EXERCISE PROMPT: Print every row below word for word, but leave the pictures out.

☆ ☆ ☆ ☆ ☆ ☆ ☆

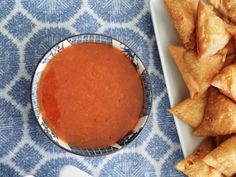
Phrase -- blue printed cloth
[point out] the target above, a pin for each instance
(28, 28)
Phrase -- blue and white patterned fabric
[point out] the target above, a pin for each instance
(28, 28)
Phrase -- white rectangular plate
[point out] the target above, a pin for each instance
(176, 88)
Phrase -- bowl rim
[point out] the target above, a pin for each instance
(150, 94)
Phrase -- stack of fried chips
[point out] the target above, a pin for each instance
(206, 59)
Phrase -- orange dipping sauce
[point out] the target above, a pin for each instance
(90, 95)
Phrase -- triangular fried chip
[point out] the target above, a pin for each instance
(194, 166)
(191, 110)
(197, 74)
(221, 139)
(226, 81)
(183, 13)
(226, 8)
(212, 35)
(219, 117)
(230, 59)
(231, 47)
(223, 158)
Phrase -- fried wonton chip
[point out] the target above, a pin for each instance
(191, 110)
(223, 158)
(231, 47)
(212, 34)
(230, 59)
(197, 74)
(219, 117)
(221, 139)
(183, 13)
(226, 8)
(226, 81)
(193, 166)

☆ ☆ ☆ ☆ ☆ ☆ ☆

RESPONSE TO THE EXERCISE:
Phrase -- blue printed cloth
[point out] the target above, a pin for each instance
(28, 28)
Phrase -- blue and white patterned fabric
[point out] the target above, a pin for each instance
(28, 28)
Phrase -- white rectangular plate
[point out] the target above, a pin for each instance
(176, 88)
Phrase -- bowl rim
[point out] the target above, a pin for each instance
(150, 94)
Phrase -- stack of fried chips
[point out] the target above, a pin for each instance
(206, 59)
Phrase -- orange dipping sauce
[point out] the target above, a pin for each instance
(90, 95)
Phrase -- triangular fried chip
[point out] the target above, a pin for each instance
(194, 166)
(191, 110)
(197, 74)
(221, 139)
(226, 81)
(183, 13)
(226, 8)
(212, 35)
(219, 117)
(230, 59)
(231, 47)
(223, 158)
Phrase -- fried wonton chip
[point out] the target above, a pin for each instance
(191, 110)
(223, 158)
(231, 47)
(212, 34)
(230, 59)
(197, 74)
(219, 117)
(221, 139)
(183, 13)
(226, 8)
(226, 81)
(193, 166)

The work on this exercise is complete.